### REQUEST
Rewrite every line of the items below as a JSON list of strings, with one string per line and no strings for blank lines.

Excerpts of labeled region data:

------------------------------------

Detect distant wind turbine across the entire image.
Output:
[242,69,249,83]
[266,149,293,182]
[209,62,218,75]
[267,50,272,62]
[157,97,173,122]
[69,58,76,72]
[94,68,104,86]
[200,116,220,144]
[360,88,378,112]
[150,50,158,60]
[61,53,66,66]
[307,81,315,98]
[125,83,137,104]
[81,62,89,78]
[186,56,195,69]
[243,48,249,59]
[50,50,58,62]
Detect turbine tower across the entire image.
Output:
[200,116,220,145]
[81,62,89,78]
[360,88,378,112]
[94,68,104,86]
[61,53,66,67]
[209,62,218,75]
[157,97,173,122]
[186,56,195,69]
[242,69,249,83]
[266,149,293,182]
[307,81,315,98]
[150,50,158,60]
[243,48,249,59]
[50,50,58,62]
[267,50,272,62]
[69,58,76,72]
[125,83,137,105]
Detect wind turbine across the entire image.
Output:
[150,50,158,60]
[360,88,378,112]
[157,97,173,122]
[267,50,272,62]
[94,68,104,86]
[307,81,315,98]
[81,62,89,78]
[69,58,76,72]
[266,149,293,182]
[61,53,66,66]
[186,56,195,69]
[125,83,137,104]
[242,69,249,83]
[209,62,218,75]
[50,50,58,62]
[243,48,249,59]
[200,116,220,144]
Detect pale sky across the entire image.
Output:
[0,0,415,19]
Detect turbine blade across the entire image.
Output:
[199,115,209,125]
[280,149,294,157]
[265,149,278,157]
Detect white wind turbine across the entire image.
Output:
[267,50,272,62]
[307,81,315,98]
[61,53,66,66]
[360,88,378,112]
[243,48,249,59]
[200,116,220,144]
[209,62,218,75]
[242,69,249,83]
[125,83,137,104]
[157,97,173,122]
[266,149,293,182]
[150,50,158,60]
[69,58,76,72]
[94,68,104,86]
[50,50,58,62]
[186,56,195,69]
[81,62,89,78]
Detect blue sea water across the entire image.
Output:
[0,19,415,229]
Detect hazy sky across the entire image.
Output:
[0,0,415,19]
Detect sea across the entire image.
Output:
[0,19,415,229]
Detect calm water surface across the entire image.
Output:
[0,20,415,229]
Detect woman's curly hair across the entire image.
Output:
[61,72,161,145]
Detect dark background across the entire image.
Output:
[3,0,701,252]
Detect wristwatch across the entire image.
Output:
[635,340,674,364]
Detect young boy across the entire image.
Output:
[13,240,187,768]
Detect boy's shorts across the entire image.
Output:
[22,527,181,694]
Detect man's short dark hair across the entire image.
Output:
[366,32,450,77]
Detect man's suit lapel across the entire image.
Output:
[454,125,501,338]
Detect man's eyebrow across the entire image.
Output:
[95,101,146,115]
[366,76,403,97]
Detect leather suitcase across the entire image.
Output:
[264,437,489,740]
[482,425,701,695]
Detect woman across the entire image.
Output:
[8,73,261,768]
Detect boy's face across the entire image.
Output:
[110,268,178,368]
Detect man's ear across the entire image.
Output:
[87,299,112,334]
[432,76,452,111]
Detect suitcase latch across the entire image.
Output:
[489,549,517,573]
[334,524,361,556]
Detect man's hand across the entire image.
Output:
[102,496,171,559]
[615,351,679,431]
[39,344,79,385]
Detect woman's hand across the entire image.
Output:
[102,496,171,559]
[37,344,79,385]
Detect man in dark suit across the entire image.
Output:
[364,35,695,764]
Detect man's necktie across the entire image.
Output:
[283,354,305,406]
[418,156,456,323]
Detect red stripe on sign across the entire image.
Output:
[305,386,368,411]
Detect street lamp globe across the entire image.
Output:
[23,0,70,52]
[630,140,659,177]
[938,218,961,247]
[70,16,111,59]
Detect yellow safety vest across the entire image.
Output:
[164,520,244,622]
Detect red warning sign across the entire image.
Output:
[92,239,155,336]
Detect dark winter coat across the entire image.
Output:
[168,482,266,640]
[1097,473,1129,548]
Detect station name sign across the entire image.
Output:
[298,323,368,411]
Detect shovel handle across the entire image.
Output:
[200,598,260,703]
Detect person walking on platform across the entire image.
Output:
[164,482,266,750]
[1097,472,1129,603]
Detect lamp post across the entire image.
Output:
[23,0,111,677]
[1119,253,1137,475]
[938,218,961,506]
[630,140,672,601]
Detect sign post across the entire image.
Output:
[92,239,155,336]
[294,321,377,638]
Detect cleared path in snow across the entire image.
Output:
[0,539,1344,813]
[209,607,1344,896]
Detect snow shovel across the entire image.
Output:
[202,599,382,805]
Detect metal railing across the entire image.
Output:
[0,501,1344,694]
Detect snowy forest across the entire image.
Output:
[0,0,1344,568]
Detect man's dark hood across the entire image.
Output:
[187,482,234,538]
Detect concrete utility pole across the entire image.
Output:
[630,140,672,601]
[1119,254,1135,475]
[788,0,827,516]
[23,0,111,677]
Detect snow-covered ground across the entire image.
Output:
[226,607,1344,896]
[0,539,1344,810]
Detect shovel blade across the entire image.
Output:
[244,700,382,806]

------------------------------------

### EXERCISE OUTPUT
[
  "Detect distant wind turbine across the entire image.",
  "Output:",
  "[242,69,249,83]",
  "[266,149,293,182]",
  "[209,62,218,75]",
  "[267,50,272,62]",
  "[157,97,173,122]",
  "[69,58,76,72]",
  "[94,68,104,86]",
  "[200,116,220,144]",
  "[360,88,378,112]",
  "[150,50,158,60]",
  "[61,53,66,66]",
  "[307,81,315,98]",
  "[125,83,137,104]",
  "[81,62,89,78]",
  "[186,56,195,69]",
  "[243,48,249,59]",
  "[50,50,58,62]",
  "Detect turbine tower across the entire image.",
  "Output:",
  "[200,116,220,145]",
  "[81,62,89,78]",
  "[360,88,378,112]",
  "[94,68,104,86]",
  "[61,53,66,67]",
  "[209,62,218,75]",
  "[157,97,173,122]",
  "[186,56,195,69]",
  "[242,69,249,83]",
  "[266,149,293,182]",
  "[307,81,315,98]",
  "[150,50,158,60]",
  "[243,48,249,59]",
  "[50,50,58,62]",
  "[267,50,272,62]",
  "[69,58,76,72]",
  "[125,83,137,105]",
  "Detect wind turbine across the entire image.",
  "Output:",
  "[150,50,158,60]",
  "[360,88,378,112]",
  "[157,97,173,122]",
  "[267,50,272,62]",
  "[94,68,104,86]",
  "[307,81,315,98]",
  "[81,62,89,78]",
  "[69,58,76,72]",
  "[266,149,293,182]",
  "[61,53,66,66]",
  "[186,56,195,69]",
  "[125,83,137,104]",
  "[242,69,249,83]",
  "[209,62,218,75]",
  "[50,50,58,62]",
  "[243,48,249,59]",
  "[200,116,220,144]",
  "Detect pale sky across the entire image.",
  "Output:",
  "[0,0,415,19]",
  "Detect turbine blade across the entire image.",
  "Output:",
  "[199,115,209,125]",
  "[280,149,294,157]",
  "[265,149,278,157]",
  "Detect white wind turbine across the entire image.",
  "Output:",
  "[267,50,272,62]",
  "[307,81,315,98]",
  "[61,53,66,66]",
  "[360,88,378,112]",
  "[243,48,249,59]",
  "[200,116,220,144]",
  "[209,62,218,75]",
  "[242,69,249,83]",
  "[125,83,137,104]",
  "[157,97,173,122]",
  "[266,149,293,182]",
  "[150,50,158,60]",
  "[69,58,76,72]",
  "[94,68,104,86]",
  "[50,50,58,62]",
  "[186,56,195,69]",
  "[81,62,89,78]",
  "Detect blue sea water across the entire image.",
  "Output:",
  "[0,19,415,229]",
  "Detect hazy sky across the entire image.",
  "Output:",
  "[0,0,415,19]",
  "Detect sea across the entire image.",
  "Output:",
  "[0,19,415,229]",
  "Detect calm water surface across the entire image.",
  "Output:",
  "[0,20,415,229]",
  "Detect woman's curly hair across the entire image.",
  "Output:",
  "[61,72,161,145]",
  "Detect dark background across the entire image.",
  "Output:",
  "[3,0,701,252]",
  "Detect wristwatch across the entire image.",
  "Output:",
  "[635,340,674,364]",
  "Detect young boy across the entire image.",
  "Output:",
  "[13,240,187,768]",
  "Detect boy's shorts across the entire image.",
  "Output:",
  "[22,527,181,694]",
  "Detect man's short dark hair across the entire image.",
  "Output:",
  "[366,32,450,77]",
  "Detect man's suit lapel across the entire image.",
  "Output:",
  "[454,125,501,338]",
  "Detect man's eyebrow across the entire image.",
  "Output:",
  "[95,101,146,115]",
  "[366,76,403,97]",
  "Detect leather suitcase across the entire image.",
  "Output:",
  "[264,437,489,740]",
  "[482,425,701,695]",
  "Detect woman across the entire image.",
  "Output:",
  "[8,73,261,768]",
  "Detect boy's face across the entire image.",
  "Output:",
  "[110,268,178,368]",
  "Detect man's ear across the entire image.",
  "Output:",
  "[87,299,112,334]",
  "[432,76,452,111]",
  "Detect suitcase latch across the entire image.",
  "Output:",
  "[489,549,517,573]",
  "[334,524,361,556]",
  "Detect man's hand across the entire image.",
  "Output:",
  "[102,496,171,559]",
  "[615,351,679,431]",
  "[39,344,79,385]",
  "Detect woman's hand across the entire image.",
  "Output:",
  "[102,496,171,559]",
  "[37,344,79,385]",
  "Detect man in dark suit across the entire image.",
  "Output:",
  "[364,35,695,764]",
  "Detect man's necktie across the entire image.",
  "Output:",
  "[283,354,305,406]",
  "[418,156,456,323]",
  "Detect red stripe on sign across the entire image.",
  "Output:",
  "[305,386,368,411]",
  "Detect street lamp globe across the entire image.",
  "Output:",
  "[23,0,70,52]",
  "[630,140,659,177]",
  "[938,218,961,247]",
  "[70,16,111,59]",
  "Detect yellow safety vest across the entire image.",
  "Output:",
  "[164,520,244,622]",
  "Detect red warning sign across the entire image.",
  "Output:",
  "[92,239,155,336]",
  "Detect dark winter coat across the entire image.",
  "Output:",
  "[168,482,266,640]",
  "[1097,473,1129,548]",
  "Detect station name sign across the entire image.",
  "Output:",
  "[298,323,368,411]",
  "Detect shovel handle across the entire image.",
  "Output:",
  "[200,598,260,703]",
  "Detect person walking on platform across the entire image.",
  "Output:",
  "[164,482,266,750]",
  "[1097,472,1129,603]",
  "Detect lamp post across the entire image.",
  "Output:",
  "[23,0,111,677]",
  "[1119,253,1137,475]",
  "[938,218,961,506]",
  "[630,140,672,601]",
  "Detect sign post across the entire image.",
  "Output:",
  "[92,239,155,336]",
  "[294,321,377,638]",
  "Detect cleared path in snow across the entire image.",
  "Output:",
  "[0,539,1344,813]",
  "[209,607,1344,896]",
  "Detect snow shovel across the entire image.",
  "Output:",
  "[202,599,382,805]",
  "Detect metal railing across the entire image.",
  "Output:",
  "[0,501,1344,694]",
  "Detect snowy forest across the entire image.",
  "Output:",
  "[0,0,1344,568]",
  "Detect man's dark hood across the entire image.",
  "Output:",
  "[187,482,234,538]",
  "Detect concrete utility pole across the entire image.",
  "Output:",
  "[630,140,672,601]",
  "[1119,254,1135,475]",
  "[788,0,827,516]",
  "[23,0,111,677]",
  "Detect snow-covered ground across the entire image.",
  "Output:",
  "[226,607,1344,896]",
  "[0,539,1344,810]",
  "Detect shovel blade across the entire image.",
  "Output:",
  "[244,700,382,806]"
]